- **PROMPT A**
In the text on Christmas campaigns, rewrite the passage from "Leo Gammler, Creative" to "in your advertising.", replacing "Corona" with "COVID-19".
- **PROMPT B**
Answer these questions using the text on Christmas campaigns:
(i) What is Oliver Dietrich's title at Tom Tailor?
(ii) Which months does the text call the relevant ones for many brands and companies?
(iii) At which company is Leo Gammler Creative Director Commercial Production?

- **EXCERPT**
---

With restrictions on mixing households and social distancing, the world is now a very different place since marketers planned their last Christmas campaigns. However this year’s festive period remains a vital communications period for brand building, perhaps more so than ever before, and for many companies the most crucial sales period of the year. We ask three marketing experts for their advice on Christmas campaigns during a pandemic.
Good campaigns capture social developments and implement them creatively and emotionally in their advertising, says Oliver Dietrich, Global Marketing Director at fashion brand Tom Tailor.
2020 is a unique year - an unexpectedly unique year. Nothing that happened this year was imaginable previously for most of us. Suddenly everything was different, the world, the future, our plans, the reality. And now Christmas is just around the corner, and this holiday will also be different in 2020, probably lonelier, more troubled and more uncertain for most of us.
Christmas has always been a holiday for the economy, and it is not without reason that we speak of Christmas trading. For many brands and companies November and December are the relevant months of the year. This is where the big campaigns start, where investments are made in media across all channels. So far this year in many commercials and campaigns we have seen Christmas being celebrated as if nothing has changed - grandpa with grandchild on his lap, the extended family sitting around a table, even singing Christmas carols together across generations, in reality a superspreader event, not challenged but used as an emotional element. These are just a few examples.
But it can be done differently - and it should be. The strength of good campaigns is to capture social developments and implement them creatively and emotionally in the spirit of the brand, media-neutral and channel-specific. This has never been more appropriate and necessary than this Christmas. No, campaigns are not documentaries, but they should not completely ignore the social context and leave out exactly what people are currently concerned about. This is where brands have the chance to rediscover their true sense and show affinity - not uniformly, but individually. By understanding and showing people and their needs and sensitivities. Christmas will be different than ever before, so it is only logical that campaigns should be too.
Because reacting quickly to changes is what marks out the good campaigns from successful brands. Let’s see who makes use of this opportunity.
Leo Gammler, Creative Director Commercial Production at Seven.One AdFactory, says that while this year provides fertile ground for a moving Christmas story, approach Corona with care in your advertising.

---

- **DATASET**
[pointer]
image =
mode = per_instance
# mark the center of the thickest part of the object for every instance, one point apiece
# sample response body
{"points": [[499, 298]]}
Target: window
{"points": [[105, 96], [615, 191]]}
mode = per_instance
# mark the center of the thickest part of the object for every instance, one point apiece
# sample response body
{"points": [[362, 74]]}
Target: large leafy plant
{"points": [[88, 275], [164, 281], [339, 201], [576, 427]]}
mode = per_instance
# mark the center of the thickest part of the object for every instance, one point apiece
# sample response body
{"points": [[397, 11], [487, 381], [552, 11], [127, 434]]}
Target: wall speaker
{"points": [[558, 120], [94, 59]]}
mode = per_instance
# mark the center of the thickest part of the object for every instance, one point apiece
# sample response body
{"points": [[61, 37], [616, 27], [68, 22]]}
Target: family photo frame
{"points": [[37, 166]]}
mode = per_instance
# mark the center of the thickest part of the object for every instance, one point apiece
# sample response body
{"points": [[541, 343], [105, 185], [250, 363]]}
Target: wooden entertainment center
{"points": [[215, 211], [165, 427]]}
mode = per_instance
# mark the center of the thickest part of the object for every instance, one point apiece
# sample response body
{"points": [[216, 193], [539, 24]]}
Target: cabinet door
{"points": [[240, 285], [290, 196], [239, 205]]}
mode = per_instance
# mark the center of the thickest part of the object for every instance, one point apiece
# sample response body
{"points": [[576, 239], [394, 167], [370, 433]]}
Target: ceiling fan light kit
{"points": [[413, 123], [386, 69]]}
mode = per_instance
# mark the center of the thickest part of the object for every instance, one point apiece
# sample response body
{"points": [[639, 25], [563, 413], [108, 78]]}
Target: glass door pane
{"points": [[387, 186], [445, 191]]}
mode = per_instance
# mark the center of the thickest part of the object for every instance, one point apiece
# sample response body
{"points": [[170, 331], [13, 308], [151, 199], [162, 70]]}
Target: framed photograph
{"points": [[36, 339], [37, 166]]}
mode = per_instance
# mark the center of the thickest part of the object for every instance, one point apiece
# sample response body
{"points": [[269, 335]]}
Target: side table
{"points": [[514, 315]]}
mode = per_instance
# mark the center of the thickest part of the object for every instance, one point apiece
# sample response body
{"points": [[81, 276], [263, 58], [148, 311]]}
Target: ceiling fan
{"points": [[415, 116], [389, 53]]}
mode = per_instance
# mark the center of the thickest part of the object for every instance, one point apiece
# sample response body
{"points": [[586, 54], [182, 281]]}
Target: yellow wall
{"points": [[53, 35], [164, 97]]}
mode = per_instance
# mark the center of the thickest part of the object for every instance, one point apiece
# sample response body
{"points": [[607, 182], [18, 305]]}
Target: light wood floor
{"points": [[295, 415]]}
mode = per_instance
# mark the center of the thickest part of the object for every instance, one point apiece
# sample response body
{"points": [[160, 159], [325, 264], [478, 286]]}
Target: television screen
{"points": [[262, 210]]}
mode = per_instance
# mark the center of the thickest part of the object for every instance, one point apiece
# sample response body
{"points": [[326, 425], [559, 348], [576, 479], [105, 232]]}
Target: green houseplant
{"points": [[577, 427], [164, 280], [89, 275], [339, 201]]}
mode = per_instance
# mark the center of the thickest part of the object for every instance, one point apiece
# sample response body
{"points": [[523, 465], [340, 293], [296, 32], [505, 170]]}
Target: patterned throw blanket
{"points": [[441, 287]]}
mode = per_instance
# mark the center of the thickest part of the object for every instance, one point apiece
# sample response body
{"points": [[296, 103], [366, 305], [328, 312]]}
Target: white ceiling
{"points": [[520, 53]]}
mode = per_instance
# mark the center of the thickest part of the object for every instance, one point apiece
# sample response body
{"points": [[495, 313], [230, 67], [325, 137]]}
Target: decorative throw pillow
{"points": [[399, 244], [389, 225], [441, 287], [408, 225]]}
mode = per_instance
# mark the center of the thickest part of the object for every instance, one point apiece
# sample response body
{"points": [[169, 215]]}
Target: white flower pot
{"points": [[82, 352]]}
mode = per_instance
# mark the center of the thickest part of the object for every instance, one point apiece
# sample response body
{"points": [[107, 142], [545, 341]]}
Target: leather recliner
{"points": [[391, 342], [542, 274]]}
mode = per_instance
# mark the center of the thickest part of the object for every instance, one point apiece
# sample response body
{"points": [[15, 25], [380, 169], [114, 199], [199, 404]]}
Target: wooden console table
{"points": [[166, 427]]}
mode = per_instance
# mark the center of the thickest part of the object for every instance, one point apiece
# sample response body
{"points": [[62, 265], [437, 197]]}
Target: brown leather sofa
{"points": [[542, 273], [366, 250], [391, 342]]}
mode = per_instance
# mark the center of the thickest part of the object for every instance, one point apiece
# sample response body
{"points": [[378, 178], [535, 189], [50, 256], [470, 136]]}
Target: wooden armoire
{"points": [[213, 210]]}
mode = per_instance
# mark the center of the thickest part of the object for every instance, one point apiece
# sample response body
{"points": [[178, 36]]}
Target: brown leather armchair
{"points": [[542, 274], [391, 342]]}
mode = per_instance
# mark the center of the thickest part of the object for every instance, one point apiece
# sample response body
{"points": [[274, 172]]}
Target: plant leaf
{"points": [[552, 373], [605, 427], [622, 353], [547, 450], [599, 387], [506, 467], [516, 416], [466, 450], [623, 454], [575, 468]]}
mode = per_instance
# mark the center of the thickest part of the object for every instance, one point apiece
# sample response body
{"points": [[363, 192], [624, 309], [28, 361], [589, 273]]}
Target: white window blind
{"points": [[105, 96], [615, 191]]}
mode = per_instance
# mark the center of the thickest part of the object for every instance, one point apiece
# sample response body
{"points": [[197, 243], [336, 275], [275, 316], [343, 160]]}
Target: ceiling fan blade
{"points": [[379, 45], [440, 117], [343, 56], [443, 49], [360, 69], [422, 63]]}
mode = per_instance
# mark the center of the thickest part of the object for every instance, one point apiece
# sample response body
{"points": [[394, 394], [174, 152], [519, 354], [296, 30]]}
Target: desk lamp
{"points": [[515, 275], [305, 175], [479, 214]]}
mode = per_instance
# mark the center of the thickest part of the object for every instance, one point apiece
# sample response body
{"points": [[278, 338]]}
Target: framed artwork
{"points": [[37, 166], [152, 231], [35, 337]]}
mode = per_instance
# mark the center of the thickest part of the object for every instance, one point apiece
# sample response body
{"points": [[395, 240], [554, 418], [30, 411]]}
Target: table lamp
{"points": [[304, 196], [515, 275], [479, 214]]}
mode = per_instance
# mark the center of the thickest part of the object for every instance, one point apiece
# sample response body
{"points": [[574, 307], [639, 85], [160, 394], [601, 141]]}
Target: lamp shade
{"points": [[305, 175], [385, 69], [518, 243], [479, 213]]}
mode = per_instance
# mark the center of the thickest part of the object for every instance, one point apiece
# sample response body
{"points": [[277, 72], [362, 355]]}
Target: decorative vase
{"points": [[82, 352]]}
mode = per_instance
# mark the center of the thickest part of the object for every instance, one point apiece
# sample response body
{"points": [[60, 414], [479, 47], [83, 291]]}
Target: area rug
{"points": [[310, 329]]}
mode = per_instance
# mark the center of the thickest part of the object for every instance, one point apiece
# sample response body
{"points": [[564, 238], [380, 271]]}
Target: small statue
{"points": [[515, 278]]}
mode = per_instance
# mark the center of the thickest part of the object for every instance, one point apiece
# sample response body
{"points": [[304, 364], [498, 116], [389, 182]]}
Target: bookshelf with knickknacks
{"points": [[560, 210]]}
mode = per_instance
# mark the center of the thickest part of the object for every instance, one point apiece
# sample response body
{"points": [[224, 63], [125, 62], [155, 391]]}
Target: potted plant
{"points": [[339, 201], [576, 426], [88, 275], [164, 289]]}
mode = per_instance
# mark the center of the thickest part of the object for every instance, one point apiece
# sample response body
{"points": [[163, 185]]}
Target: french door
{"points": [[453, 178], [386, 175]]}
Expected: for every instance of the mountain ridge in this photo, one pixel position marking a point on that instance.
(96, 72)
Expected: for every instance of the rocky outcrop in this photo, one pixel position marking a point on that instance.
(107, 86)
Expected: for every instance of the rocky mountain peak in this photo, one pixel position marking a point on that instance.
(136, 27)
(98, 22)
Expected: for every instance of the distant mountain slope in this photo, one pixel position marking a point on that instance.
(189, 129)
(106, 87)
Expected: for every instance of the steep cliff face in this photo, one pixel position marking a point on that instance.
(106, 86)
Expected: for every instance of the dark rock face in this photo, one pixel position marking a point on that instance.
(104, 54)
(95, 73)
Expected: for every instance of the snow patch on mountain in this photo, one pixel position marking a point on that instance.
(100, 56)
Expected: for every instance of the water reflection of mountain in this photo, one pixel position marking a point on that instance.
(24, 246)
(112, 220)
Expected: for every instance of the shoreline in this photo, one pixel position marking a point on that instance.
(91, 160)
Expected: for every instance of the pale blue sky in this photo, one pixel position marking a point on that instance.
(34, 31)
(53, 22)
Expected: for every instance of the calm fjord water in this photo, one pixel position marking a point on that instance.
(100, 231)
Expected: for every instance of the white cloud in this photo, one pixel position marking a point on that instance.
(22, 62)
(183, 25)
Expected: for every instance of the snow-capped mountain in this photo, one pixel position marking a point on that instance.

---

- **EXERCISE SOLUTION A**
Leo Gammler, Creative Director Commercial Production at Seven.One AdFactory, says that while this year provides fertile ground for a moving Christmas story, approach COVID-19 with care in your advertising.

- **EXERCISE SOLUTION B**
(i) Global Marketing Director
(ii) November and December
(iii) Seven.One AdFactory